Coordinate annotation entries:
——————

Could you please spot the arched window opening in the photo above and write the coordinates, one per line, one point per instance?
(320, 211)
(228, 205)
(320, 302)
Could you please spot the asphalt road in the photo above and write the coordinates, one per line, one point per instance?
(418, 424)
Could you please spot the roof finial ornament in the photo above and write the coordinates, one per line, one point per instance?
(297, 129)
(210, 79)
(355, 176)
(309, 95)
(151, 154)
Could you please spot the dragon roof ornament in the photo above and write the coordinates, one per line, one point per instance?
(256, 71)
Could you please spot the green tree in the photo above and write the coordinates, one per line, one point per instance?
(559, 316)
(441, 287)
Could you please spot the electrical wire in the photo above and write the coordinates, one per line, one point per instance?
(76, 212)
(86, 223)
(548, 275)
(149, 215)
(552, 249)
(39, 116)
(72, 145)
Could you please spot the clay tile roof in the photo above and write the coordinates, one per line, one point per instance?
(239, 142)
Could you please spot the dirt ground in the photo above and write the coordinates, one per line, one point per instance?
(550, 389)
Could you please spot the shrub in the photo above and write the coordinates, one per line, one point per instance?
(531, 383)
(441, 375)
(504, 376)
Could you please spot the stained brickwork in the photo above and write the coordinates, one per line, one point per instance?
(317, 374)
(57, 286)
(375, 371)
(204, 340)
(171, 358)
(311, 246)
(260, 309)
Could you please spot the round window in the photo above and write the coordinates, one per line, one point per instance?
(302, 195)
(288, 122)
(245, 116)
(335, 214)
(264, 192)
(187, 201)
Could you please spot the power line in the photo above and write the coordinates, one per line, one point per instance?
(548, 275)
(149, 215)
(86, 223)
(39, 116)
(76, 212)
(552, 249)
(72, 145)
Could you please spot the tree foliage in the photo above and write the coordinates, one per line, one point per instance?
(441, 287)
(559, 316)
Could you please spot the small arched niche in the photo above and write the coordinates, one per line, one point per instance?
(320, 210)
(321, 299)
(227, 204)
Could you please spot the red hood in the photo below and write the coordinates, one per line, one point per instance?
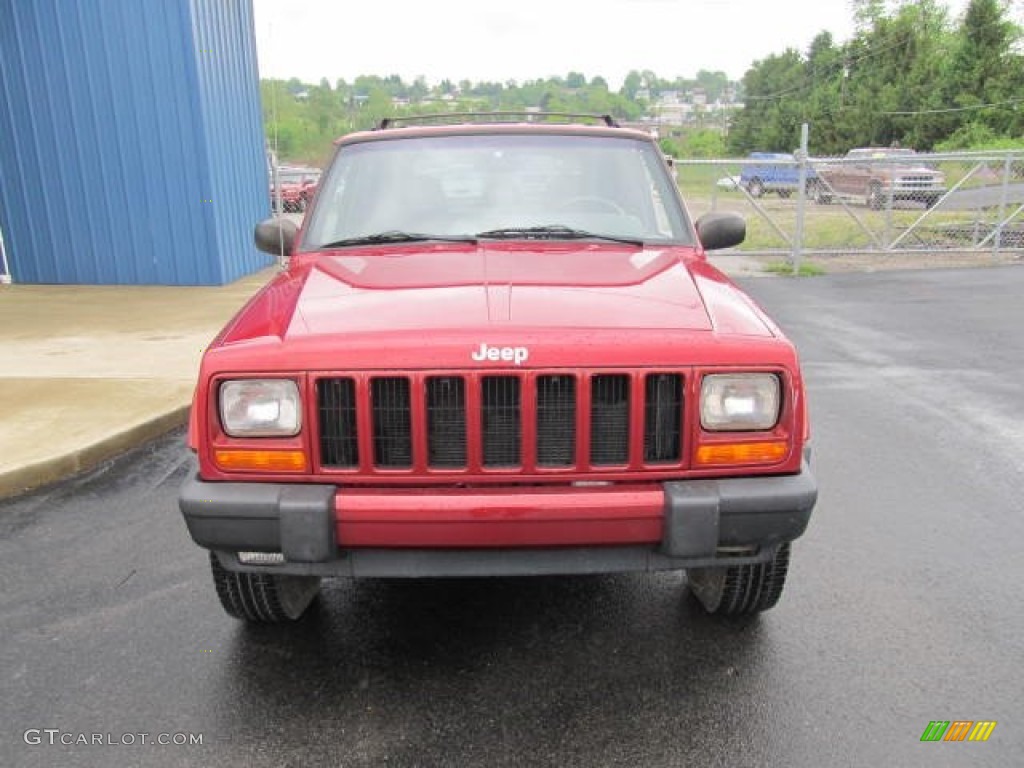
(448, 288)
(427, 305)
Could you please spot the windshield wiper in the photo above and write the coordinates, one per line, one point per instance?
(553, 231)
(396, 236)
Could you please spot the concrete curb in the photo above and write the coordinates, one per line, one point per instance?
(32, 476)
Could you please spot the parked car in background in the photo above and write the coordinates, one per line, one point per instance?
(878, 176)
(775, 172)
(728, 182)
(297, 187)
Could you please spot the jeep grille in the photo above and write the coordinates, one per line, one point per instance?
(519, 422)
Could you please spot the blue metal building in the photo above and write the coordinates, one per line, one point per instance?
(131, 144)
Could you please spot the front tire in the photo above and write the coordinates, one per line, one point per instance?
(262, 598)
(740, 590)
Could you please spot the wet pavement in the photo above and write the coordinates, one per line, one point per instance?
(901, 606)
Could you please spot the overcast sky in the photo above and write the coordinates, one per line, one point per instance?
(500, 40)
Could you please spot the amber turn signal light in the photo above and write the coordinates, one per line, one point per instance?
(264, 461)
(723, 454)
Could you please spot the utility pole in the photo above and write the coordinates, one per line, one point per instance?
(798, 235)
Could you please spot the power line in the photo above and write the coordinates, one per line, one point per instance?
(955, 109)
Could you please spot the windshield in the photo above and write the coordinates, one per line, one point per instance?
(460, 186)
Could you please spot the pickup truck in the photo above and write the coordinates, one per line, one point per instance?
(880, 176)
(498, 348)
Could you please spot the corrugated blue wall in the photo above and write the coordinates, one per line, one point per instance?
(131, 147)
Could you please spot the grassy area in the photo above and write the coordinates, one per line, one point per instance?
(771, 223)
(785, 268)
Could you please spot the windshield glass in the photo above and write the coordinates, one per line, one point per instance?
(465, 185)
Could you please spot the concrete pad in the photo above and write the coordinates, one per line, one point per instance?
(87, 372)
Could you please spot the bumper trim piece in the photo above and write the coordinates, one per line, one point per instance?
(699, 519)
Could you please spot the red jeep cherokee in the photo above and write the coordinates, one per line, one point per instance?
(498, 349)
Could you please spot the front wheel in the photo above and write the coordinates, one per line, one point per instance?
(740, 590)
(262, 598)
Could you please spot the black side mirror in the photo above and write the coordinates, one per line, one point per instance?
(721, 230)
(276, 236)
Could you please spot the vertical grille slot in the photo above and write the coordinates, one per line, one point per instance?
(392, 423)
(609, 419)
(446, 422)
(336, 407)
(556, 421)
(500, 403)
(663, 418)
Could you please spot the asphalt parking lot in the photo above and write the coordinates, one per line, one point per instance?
(901, 608)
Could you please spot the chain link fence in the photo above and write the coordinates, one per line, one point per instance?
(885, 201)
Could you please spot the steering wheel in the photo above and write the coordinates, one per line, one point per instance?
(591, 203)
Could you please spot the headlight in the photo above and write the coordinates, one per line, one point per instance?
(733, 402)
(260, 408)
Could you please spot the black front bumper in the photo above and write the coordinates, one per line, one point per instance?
(732, 520)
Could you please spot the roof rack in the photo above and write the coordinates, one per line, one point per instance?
(493, 117)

——————

OBJECTIVE: Leave out the pictures and print every line of the data exactly.

REPLY TO THE TASK:
Could you please spot the arched window opening in the photo above and write the coordinates, one per line, one point per instance?
(320, 211)
(228, 205)
(320, 302)
Could you please spot the asphalt road in the photo above and write the coordinates, one per line, one point per instance?
(418, 424)
Could you please spot the roof finial ornament in the photo above and write the coordinates, one per line, one point per instance?
(297, 129)
(210, 79)
(355, 176)
(309, 95)
(151, 154)
Could you please spot the dragon roof ornament in the photo above and write the coordinates, one per line, one point per instance?
(256, 71)
Could you please spot the green tree in the photo above and write the coordinates, one per line, one point per instance?
(559, 316)
(441, 287)
Could you please spot the electrical wire in the photo above and write the coordinates, one per line, one point per instance?
(76, 212)
(86, 223)
(548, 275)
(149, 215)
(552, 249)
(39, 116)
(72, 145)
Could you please spot the clay tile roof in the photo above and write the coordinates, one per line, one point per instance?
(239, 142)
Could you please spot the dirt ground in the photo above and write the coordinates, one per line, one point per instance?
(550, 389)
Could you please spot the shrub in the photo above and write the coordinates, one per line, one point per instance?
(531, 383)
(441, 375)
(504, 376)
Could you please spot the stained brickwork in the photo above and write the coordinates, one per line, one point per instance?
(317, 374)
(57, 286)
(375, 371)
(204, 340)
(171, 358)
(311, 246)
(260, 309)
Could you please spot the round window in the photo above and write the coordinates, one per line, one point per instance?
(302, 195)
(288, 122)
(245, 116)
(335, 214)
(264, 192)
(187, 201)
Could you please spot the power line in the photo above and write the coordinates, one per line, one point per instance?
(548, 275)
(149, 215)
(86, 223)
(39, 116)
(76, 212)
(552, 249)
(72, 145)
Could you please spot the tree foliage in the photo above and write the coordinates, one per line, one point per instance?
(441, 287)
(559, 316)
Could you please spot the small arched niche in the photo above and write the coordinates, one per line, one point per instance?
(320, 210)
(321, 299)
(227, 204)
Could you please spot the red hood in the photo below and write the coordinates, one per line, one point per instance?
(448, 288)
(427, 305)
Could you please spot the windshield wiper in the photo above and write the coordinates, one per line, one point per instance?
(553, 231)
(396, 236)
Could you please spot the concrete curb in the photo above and write the coordinates, one per line, one point per instance?
(32, 476)
Could you please spot the parked car in background in the photo above and write the coordinates, one per line, one point per instance?
(878, 176)
(775, 172)
(728, 182)
(297, 187)
Could you please spot the jeep grille in the photo above and write the coordinates, one per line, one point per instance?
(519, 422)
Could you please spot the blue metal building in the photo above and write the coordinates, one per line, one point per instance?
(131, 144)
Could you please spot the front tire in the photo above and write the coordinates, one per line, one point per instance?
(262, 598)
(740, 590)
Could you please spot the wet pavement in the photo above and write the coordinates, one per line, one point per instance?
(901, 606)
Could you please spot the overcast sky in the photo above and write the coordinates, one per line, one point per instance?
(500, 40)
Could you please spot the amber turn signal light in the photo above and write the coordinates, one per line, one point per instance?
(264, 461)
(723, 454)
Could you please spot the utility pole in the photo above and write the coordinates, one per line, one point per instance?
(798, 235)
Could you please spot the power line in the photo above and write the coordinates, one per line, one point per instance?
(955, 109)
Could you please spot the windshield in the photo above and write the coordinates, one per line, one point per instance?
(460, 186)
Could you please spot the pickup truck in the photo above and write the coordinates, one per line, one point per instance?
(880, 176)
(498, 348)
Could you please spot the corrugated blue wall in the photo above and write the coordinates, one per line, one point per instance?
(131, 147)
Could you please spot the grassy area in the photo above and write the coordinates, one per line, one point per instance?
(771, 223)
(785, 268)
Could you please spot the windshield glass in the photo above and write the coordinates, one per line, one point per instance?
(465, 185)
Could you please spot the concrete pad in the photo above and write the coordinates, one per line, one point per instance?
(87, 372)
Could you please spot the bumper trim piece in the photo above and write the coordinates, one per line, one point per instance?
(699, 519)
Could you please spot the red jeep cherokee in the photo above and write the coordinates, one per line, one point per instance?
(498, 349)
Could you please spot the front wheel in the photo above and write the coordinates, one per line, one point per instance?
(740, 590)
(262, 598)
Could you please spot the black side mirror in the photo above and write the coordinates, one per line, one point per instance?
(721, 230)
(276, 236)
Could you please spot the vertical grille slot in the photo above and write the coordinates, one per line, one point per instance?
(392, 423)
(609, 419)
(446, 422)
(336, 407)
(556, 421)
(500, 403)
(663, 418)
Could you please spot the asphalt parking lot in the photo above and write the coordinates, one per line, one point per instance?
(901, 608)
Could you please spot the chain link fence in the photo above and write the coordinates, one per line, one point per instance?
(885, 201)
Could you please spot the steering wheel in the photo above and write the coordinates, one per line, one point per instance?
(591, 203)
Could you please spot the headlight in the photo above and write the coordinates, one per line, one point per instance?
(733, 402)
(260, 408)
Could you please spot the black front bumper in the photo above and write the coordinates, one per line, one point per instance?
(732, 520)
Could you please spot the roof rack in the photo above and write the coordinates, one per line, one point per instance?
(493, 117)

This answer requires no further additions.